**Yapılacak görevler:**
1) Muhalefet hakkındaki yazıya göre altılı masanın temel görüntüsü neyi andırıyor?
2) Muhalefet hakkındaki yazının "En önemlisi de;" ile başlayıp "faaliyetlerini andırıyor olmasıdır.." ile biten kısmını, "rehavet" yerine "gevşeklik" koyarak yeniden yazın.
3) Muhalefet hakkındaki yazıyı kaldığı yerden devam ettirin.

**Metin bölümü:**
☆ ☆ ☆ ☆ ☆

Aksi yönde ya çıkıp dese ki; “Halk beni 5 yıllığına seçti. Beni tercih ettiler. Seçimi bileğimin hakkıyla, ben kazandım. Koltuğu bırakmam.. Hadi işinize gidin. Buyrun gelin beni koltuktan edebilirseniz, edin”… Sahi, böylesi bir çıkışa ve karşı duruşa ne yapabilirsiniz?!.. “Nankörlük mü, ihtiras mı” diyeceksiniz… Deseniz ne olur ki; zaten muhteristir ve “kukla aday” olmayı kabul etmişse, her şey yapması kendisi açısından mubah değil mi?!…

***

Velhasıl; o altılı masanın derdi olan Parlamenter sisteme odaklı siyasetinde ahalinin bir gündemi ve beklentisi yok iken, 2023’e odaklı “Seçim politikasında” seçmene şunu diyebilecekmisiniz?!.. “Attığınız her rey, yani oylarınızla bilesiniz ki sizden cumhurbaşkanını seçme yetkisini alıyoruz, artık siz seçmeyeceksiniz, biz seçeceğiz?..” Sizce, kendi iradelerini ve seçim yetkisini ellerinden alan bir siyasete “evet” derler mi?!.. Sanmıyorum.. Sokaktaki vatandaşın deyimiyle “karşımıza çıkıp bize desinler ki yetkiyi sizden alıyoruz, o zaman görürler Hanyayı-Konyayı?”…

***

Kısacası; muhalefet genel görüntü itibariyle bir türlü “güven” tesis etmiyor.. Zaten ülkenin en büyük sıkıntısı da, hep ifade ediyoruz, istikrarlı, gerçekçi, halkın beklentisine cevap veren, “güven” oluşturan,  alternatif bir siyasi muhalefet yok ve icra edilmiyor… Politika sergilenmiyor… Halkın sorunlarını çözme ve karşılama rotasında değiller.. İkna edemiyorlar, “taraftar” kazanamıyorlar…

***

En önemlisi de; seçmende “heyecan duygusunu” geliştiren, beklentiye sokan, bu “ülke ve millet için iyidir” diyebilecek bir vaatte bulunmadıkları gibi  derdinde de değiller.. Zihin eforu da söz konusu değil.. Ki Parlamenter sistemin “sokağın gündemini” teşkil etmeyişi de; “yeni bir şeyin” olmayışındandır…

***

İktidara alternatif olacak bir halleri yok..Ha bir de rehavet var.. Ki hesapları “nasıl olsa, tencere, tava, ekonomik kriz bu hükümeti götürür..” Sanırım bu noktada da işler geri tepmeye başladı.. İbre eksen değiştirdi.. En önemlisi de, altılı masanın temel görüntüsü; tipik olarak, 90’lardaki koalisyonlu partilerin faaliyetlerini andırıyor olmasıdır..

☆ ☆ ☆ ☆ ☆

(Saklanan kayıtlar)
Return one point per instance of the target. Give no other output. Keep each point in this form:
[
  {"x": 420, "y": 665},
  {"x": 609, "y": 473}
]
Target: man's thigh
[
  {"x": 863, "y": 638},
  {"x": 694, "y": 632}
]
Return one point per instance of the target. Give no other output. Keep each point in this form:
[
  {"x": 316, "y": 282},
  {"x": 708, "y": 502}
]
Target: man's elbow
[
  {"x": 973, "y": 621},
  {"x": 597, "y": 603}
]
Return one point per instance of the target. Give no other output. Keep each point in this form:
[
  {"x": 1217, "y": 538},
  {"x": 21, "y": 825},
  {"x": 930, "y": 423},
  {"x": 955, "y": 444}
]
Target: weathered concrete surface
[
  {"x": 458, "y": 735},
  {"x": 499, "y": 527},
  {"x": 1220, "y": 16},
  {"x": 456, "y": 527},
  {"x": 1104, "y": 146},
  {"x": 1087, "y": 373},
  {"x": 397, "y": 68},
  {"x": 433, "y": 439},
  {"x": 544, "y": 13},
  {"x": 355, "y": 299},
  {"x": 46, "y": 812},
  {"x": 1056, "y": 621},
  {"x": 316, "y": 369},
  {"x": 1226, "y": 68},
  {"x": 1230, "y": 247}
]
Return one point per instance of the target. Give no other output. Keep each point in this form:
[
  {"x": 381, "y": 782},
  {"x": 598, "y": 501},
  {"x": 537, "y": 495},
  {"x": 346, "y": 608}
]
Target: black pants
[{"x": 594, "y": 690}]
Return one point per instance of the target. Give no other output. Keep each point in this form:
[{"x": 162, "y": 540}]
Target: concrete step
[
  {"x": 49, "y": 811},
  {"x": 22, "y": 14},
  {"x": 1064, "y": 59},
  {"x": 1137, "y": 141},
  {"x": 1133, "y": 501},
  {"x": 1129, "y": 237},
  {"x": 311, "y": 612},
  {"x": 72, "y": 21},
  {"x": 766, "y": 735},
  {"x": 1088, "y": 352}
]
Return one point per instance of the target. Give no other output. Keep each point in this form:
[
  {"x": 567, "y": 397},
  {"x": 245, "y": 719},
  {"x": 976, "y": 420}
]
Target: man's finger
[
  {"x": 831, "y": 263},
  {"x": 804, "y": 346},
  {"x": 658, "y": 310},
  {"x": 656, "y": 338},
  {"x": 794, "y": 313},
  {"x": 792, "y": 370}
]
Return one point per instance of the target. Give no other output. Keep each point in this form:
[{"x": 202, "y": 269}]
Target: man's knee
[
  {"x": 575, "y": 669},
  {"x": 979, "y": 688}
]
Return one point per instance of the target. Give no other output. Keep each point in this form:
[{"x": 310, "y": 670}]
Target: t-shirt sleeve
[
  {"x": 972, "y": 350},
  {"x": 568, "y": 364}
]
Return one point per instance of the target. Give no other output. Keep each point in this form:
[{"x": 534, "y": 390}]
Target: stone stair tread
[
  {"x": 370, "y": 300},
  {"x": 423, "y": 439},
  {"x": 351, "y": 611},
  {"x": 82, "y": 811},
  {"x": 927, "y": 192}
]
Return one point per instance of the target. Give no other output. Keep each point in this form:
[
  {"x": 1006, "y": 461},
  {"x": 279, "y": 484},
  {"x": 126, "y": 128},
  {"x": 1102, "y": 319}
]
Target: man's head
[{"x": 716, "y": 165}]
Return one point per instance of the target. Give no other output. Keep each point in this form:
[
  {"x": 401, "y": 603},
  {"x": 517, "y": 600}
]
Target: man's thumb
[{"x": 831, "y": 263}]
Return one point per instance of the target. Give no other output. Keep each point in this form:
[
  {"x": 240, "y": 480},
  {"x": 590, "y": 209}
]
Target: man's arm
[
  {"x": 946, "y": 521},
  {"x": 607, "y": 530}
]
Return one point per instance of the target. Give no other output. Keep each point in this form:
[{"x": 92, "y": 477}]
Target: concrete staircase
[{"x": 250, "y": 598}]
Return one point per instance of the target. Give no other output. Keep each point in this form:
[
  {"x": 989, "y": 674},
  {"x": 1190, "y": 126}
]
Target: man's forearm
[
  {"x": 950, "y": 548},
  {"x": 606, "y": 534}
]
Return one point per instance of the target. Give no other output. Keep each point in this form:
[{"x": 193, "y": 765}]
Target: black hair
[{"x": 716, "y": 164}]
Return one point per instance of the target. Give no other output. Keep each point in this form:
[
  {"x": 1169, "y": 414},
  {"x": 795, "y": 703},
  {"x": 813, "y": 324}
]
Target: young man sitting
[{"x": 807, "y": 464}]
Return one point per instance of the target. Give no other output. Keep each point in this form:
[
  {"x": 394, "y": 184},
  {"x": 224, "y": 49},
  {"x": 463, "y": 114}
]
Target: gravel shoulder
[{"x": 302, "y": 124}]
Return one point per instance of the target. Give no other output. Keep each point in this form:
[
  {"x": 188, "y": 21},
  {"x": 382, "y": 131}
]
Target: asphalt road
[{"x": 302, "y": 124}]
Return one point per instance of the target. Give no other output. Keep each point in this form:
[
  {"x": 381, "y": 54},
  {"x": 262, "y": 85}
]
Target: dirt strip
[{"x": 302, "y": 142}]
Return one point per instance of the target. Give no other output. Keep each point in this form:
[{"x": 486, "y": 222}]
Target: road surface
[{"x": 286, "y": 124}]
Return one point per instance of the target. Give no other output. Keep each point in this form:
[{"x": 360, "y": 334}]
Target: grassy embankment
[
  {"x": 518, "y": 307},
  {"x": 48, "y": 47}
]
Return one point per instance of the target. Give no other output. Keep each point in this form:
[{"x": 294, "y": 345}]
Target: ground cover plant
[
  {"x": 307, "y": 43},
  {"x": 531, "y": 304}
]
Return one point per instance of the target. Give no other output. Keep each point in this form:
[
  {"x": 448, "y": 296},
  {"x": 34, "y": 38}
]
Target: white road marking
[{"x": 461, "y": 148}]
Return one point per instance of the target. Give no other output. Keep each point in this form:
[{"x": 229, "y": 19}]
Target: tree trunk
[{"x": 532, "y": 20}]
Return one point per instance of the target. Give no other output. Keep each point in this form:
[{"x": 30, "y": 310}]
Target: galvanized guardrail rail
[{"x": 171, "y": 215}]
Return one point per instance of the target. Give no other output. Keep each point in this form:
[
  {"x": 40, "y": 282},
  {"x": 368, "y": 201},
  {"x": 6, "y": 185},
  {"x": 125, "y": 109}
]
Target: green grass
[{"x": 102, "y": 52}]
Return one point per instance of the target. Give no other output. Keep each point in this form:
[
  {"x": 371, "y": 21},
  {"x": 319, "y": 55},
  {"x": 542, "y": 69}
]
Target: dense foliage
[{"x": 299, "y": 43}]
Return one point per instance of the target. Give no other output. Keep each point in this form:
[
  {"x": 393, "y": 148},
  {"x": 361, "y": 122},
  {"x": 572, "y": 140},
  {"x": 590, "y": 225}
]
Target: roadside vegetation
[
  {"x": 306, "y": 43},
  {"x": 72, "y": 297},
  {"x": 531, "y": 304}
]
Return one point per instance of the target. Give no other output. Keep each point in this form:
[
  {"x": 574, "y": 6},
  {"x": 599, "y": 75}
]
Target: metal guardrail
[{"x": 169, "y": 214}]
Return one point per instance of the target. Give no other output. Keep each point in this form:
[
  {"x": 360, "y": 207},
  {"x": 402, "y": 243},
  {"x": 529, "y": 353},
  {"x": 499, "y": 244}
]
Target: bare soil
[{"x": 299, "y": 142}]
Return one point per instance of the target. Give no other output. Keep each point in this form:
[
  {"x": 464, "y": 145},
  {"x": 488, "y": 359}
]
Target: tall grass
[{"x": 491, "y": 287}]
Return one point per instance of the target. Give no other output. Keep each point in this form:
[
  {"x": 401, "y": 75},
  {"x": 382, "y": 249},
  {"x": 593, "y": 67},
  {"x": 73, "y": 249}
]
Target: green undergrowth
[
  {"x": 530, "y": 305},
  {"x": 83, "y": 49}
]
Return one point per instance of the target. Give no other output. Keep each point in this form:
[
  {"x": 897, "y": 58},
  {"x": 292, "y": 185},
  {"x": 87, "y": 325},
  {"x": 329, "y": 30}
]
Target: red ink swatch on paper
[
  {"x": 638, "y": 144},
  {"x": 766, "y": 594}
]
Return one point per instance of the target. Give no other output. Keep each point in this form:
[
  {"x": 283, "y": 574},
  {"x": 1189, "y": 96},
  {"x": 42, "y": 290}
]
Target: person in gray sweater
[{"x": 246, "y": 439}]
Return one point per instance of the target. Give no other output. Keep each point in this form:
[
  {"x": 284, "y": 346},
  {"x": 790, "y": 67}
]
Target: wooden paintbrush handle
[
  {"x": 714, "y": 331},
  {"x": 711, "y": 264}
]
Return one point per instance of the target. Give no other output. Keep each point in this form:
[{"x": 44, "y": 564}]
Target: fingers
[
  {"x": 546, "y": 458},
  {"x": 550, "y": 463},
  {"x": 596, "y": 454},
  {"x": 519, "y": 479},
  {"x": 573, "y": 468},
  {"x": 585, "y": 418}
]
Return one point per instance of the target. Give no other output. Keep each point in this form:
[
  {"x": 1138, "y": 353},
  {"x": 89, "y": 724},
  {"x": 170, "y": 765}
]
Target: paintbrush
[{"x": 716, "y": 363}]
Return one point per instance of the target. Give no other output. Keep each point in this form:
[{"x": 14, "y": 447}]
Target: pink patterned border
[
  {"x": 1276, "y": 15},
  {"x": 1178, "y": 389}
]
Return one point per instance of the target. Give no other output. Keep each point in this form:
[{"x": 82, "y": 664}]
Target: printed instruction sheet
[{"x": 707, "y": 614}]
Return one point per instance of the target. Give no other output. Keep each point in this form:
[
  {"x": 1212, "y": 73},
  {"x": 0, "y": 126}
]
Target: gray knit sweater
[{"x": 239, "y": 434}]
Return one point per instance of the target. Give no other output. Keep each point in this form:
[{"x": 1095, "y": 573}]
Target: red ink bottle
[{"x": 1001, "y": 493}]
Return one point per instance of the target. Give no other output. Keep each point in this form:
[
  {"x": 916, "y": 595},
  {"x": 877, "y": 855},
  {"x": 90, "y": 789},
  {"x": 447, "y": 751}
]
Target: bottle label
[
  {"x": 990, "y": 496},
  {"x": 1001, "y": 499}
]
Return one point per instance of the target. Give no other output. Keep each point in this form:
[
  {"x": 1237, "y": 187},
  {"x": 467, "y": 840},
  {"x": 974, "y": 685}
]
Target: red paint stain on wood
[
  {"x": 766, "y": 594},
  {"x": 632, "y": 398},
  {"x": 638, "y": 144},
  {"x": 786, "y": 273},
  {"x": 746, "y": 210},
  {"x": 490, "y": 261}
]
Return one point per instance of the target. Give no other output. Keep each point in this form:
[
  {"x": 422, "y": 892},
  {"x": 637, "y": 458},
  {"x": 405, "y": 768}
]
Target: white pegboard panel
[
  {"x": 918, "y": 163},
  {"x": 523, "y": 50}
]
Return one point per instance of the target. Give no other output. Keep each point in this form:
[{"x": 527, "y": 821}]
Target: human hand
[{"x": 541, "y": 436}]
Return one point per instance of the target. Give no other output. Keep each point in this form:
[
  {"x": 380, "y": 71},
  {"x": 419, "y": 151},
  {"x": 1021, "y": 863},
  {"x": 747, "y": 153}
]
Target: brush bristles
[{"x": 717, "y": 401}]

☆ ☆ ☆ ☆ ☆

**Yanıt olarak:**
1) 90’lardaki koalisyonlu partilerin faaliyetlerini andırıyor.

2)
En önemlisi de; seçmende “heyecan duygusunu” geliştiren, beklentiye sokan, bu “ülke ve millet için iyidir” diyebilecek bir vaatte bulunmadıkları gibi  derdinde de değiller.. Zihin eforu da söz konusu değil.. Ki Parlamenter sistemin “sokağın gündemini” teşkil etmeyişi de; “yeni bir şeyin” olmayışındandır…

***

İktidara alternatif olacak bir halleri yok..Ha bir de gevşeklik var.. Ki hesapları “nasıl olsa, tencere, tava, ekonomik kriz bu hükümeti götürür..” Sanırım bu noktada da işler geri tepmeye başladı.. İbre eksen değiştirdi.. En önemlisi de, altılı masanın temel görüntüsü; tipik olarak, 90’lardaki koalisyonlu partilerin faaliyetlerini andırıyor olmasıdır..

3)
***

YALAN KURGULU SİYASET!…

Gel gelelim; mevcut durumun “kifayetsiz muhterisler” yüzünden alabora olmasına.. Siyaset fena bir dağınıklık içerisinde.. Çünkü günümüz siyaseti öyle bir hal aldı ki artık yalanın, iftiranın, hakaretin, şantajın, tehdidin ve hatta en galiz küfrün bini bir para kimlikle, icra ediliyor hale geldi!!

***

Bakar mısınız siyaseti güden adama!… Açıkça iftira atıyor, yalan üstüne yalan söylüyor, küfrediyor ve bunu fütursuzca, şuursuzca sosyal medya denilen olguyla, anında dünyanın dört bir yanına yayarak, “sözde siyaset” icra ediyor.. Politika üretiyor…

***

Hazin olan tablo da, muhatabı onun doğrusunu yineleyinceye ve kendini savununcaya kadar, atı alan Üsküdar’ı geçiyor misali bir hale düşüyor.. Ve, işin yok atılan çamuru temizle.. Ki o zamana kadar da, yalan yedi kez dünyanın etrafına dönmüş oluyor.

***

Dün Ankara’da Yerel medya çalıştayı vardı.. Üyesi olduğum Anadolu Yayıncılar Birliği ve İletişim Başkanlığı’nın ev sahipliğindeki toplantıda; “sosyal medya üzerinde” oluşturulan sansasyonel, dezenformasyon algısına dair, tartışma yapıldı…

***

Konu, günümüz siyaseti oldu!…Ve özelde, Suriyeliler üzerinde yaratılan fırtına konuşuldu.. Ortak fikir şu noktayı işaret etti..; “İletişimdeki baş döndürücü hız, öylesine denli aşağılık tiplerin sönmeyen mumu olduki mazallah!..”

***

Lakin, mahut şeytani karaktere sahip bu kişilerin ölçüsü yok.. Ahlak yok, ar, şeref ve haysiyet hiç yok.. Ki perva da tanımazlar.. Siz yalanını yüzüne vursanız da, suç üstü etseniz de, daha ilerisi yüzüne tükürseniz bile; “yağmur yağıyor” deyip geçiyor..

***

Söylenecek söz; yalan makinesi gibi çalışan bir siyasetçinin hızına hiçbir doğru siyasetçi yetişip cevap veremez. Hani bir atasözü var.. “Tüfek icat oldu, mertlik bozuldu.” Sosyal medya işte böyle bir şeye dönüştü karakter yoksunu siyasilerin elinde. Ama şu ilkeyi hep şiar edinmemiz gerekir… O da şu vecize sözü ikmale getiriyor…

***

Ki büyüklerimiz boşuna söylemiş değiller..  “Namuslular da namussuzlar kadar cüretkar” olabilse.. Ama, cesur olmazlarsa yandı gülüm keten helva olunur!.. Lakin bunlar, bir kuruşa ülkelerini, milletini, coğrafyasını, dinini, inancını ve karakterini satarlar!?. Dün olduğu gibi.. Ama vahim olan, bunların sayıları da giderek, korkunçlaşıyor!!..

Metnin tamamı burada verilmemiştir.